### WRITTEN REQUEST A
List the section headings in the complement of graph tutorial, leaving out the numbered problem label.
### WRITTEN REQUEST B
Give the next part of the complement of graph tutorial, beginning right after the statement of Problem-01.

++++ PASSAGE SHOWN ++++

Complement Of Graph-
Complement of a simple graph G is a simple graph G’ having-
- All the vertices of G.
- An edge between two vertices v and w iff there exists no edge between v and w in the original graph G.
Complement Of Graph Example-
The following example shows a graph G and its complement graph G’-
Relationship Between G & G’-
The following relationship exists between a graph G and its complement graph G’-
1. Number of vertices in G = Number of vertices in G’.
|V(G)| = |V(G’)| |
2. The sum of total number of edges in G and G’ is equal to the total number of edges in a complete graph.
|E(G)| + |E(G’)| = C(n,2) = n(n-1) / 2 |
where n = total number of vertices in the graph
Important Terms-
It is important to note the following terms-
- Order of graph = Total number of vertices in the graph
- Size of graph = Total number of edges in the graph
Also Read- Types of Graphs in Graph Theory
PRACTICE PROBLEMS BASED ON COMPLEMENT OF GRAPH IN GRAPH THEORY-
Problem-01:
A simple graph G has 10 vertices and 21 edges. Find total number of edges in its complement graph G’.

++++ PROVIDED DATA ++++

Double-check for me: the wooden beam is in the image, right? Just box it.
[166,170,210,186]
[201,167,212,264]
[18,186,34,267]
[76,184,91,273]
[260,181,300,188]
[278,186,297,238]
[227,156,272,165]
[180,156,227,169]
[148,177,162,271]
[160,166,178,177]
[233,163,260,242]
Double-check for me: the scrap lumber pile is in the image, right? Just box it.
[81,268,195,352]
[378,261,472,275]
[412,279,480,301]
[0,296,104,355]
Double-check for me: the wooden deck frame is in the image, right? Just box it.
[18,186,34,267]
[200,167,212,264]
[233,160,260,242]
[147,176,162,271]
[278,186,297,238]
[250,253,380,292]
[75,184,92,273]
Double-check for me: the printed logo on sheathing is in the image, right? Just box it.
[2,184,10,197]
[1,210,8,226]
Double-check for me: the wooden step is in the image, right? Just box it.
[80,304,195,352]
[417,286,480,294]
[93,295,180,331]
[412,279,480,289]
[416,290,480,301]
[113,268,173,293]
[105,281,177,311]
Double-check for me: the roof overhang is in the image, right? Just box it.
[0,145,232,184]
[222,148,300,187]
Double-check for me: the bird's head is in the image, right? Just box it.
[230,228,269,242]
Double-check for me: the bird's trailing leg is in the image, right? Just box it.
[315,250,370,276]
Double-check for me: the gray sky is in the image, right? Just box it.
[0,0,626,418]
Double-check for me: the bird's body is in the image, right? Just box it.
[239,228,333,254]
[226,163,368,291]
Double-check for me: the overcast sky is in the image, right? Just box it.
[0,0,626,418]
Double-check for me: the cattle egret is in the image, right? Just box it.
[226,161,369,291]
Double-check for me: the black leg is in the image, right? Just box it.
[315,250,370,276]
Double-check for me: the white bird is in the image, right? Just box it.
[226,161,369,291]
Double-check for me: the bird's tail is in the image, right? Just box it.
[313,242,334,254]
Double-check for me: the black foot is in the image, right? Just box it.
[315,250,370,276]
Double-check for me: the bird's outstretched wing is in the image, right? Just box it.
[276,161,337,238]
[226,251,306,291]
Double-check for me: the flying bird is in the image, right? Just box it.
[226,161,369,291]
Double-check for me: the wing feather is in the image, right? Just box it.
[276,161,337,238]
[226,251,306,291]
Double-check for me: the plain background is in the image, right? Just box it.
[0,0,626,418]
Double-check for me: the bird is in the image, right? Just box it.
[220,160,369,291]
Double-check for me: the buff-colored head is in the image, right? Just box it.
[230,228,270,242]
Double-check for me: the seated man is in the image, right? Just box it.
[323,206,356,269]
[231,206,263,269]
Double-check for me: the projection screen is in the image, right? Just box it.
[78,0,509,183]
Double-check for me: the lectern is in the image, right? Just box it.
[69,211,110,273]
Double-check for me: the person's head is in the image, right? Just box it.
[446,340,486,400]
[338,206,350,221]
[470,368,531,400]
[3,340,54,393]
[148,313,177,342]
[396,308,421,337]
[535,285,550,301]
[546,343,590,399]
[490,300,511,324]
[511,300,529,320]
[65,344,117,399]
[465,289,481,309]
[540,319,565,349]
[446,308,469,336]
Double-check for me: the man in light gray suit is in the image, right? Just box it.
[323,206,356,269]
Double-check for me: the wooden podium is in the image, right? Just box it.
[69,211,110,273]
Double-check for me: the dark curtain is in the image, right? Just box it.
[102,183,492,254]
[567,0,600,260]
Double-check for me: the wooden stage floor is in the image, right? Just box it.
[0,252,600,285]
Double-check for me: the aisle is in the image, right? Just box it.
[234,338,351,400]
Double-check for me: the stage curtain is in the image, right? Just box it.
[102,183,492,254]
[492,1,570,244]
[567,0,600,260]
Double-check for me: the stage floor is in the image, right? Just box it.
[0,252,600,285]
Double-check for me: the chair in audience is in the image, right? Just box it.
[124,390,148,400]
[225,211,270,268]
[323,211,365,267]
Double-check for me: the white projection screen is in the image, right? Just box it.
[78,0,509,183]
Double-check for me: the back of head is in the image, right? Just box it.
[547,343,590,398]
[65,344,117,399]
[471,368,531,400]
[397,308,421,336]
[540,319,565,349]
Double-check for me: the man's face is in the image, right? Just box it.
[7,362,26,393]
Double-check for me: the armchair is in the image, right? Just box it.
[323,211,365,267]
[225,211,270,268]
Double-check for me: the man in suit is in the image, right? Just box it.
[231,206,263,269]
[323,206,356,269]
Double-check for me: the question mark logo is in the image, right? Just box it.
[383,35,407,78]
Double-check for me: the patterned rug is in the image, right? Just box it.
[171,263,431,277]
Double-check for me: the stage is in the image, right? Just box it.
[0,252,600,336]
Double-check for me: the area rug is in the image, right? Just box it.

++++

### FINAL ANSWER A
Complement Of Graph
Complement Of Graph Example
Relationship Between G & G’
Important Terms
PRACTICE PROBLEMS BASED ON COMPLEMENT OF GRAPH IN GRAPH THEORY

### FINAL ANSWER B
Solution-
Given-
- Number of edges in graph G, |E(G)| = 21
- Number of vertices in graph G, n = 10
We know |E(G)| + |E(G’)| = n(n-1) / 2.
Substituting the values, we get-
21 + |E(G’)| = 10 x (10-1) / 2
|E(G’)| = 45 – 21
∴ |E(G’)| = 24
Thus, Number of edges in complement graph G’ = 24.
Problem-02:
A simple graph G has 30 edges and its complement graph G’ has 36 edges. Find number of vertices in G.
Solution-
Given-
- Number of edges in graph G, |E(G)| = 30
- Number of edges in graph G’, |E(G’)| = 36
We know |E(G)| + |E(G’)| = n(n-1) / 2.
Substituting the values, we get-
30 + 36 = n(n-1) / 2
n(n-1) = 132
n^{2} – n – 132 = 0
Solving this quadratic equation, we get n = 12.
Thus, Number of vertices in graph G = 12.
Problem-03:
Let G be a simple graph of order n. If the size of G is 56 and the size of G’ is 80. What is n?
Solution-
Size of a graph = Number of edges in the graph.
Given-
- Number of edges in graph G, |E(G)| = 56
- Number of edges in graph G’, |E(G’)| = 80
We know |E(G)| + |E(G’)| = n(n-1) / 2.
Substituting the values, we get-
56 + 80 = n(n-1) / 2
n(n-1) = 272
n^{2} – n – 272 = 0
Solving this quadratic equation, we get n = 12.
Thus, Number of vertices in graph G = 12.
In other words, Order of graph G = 12.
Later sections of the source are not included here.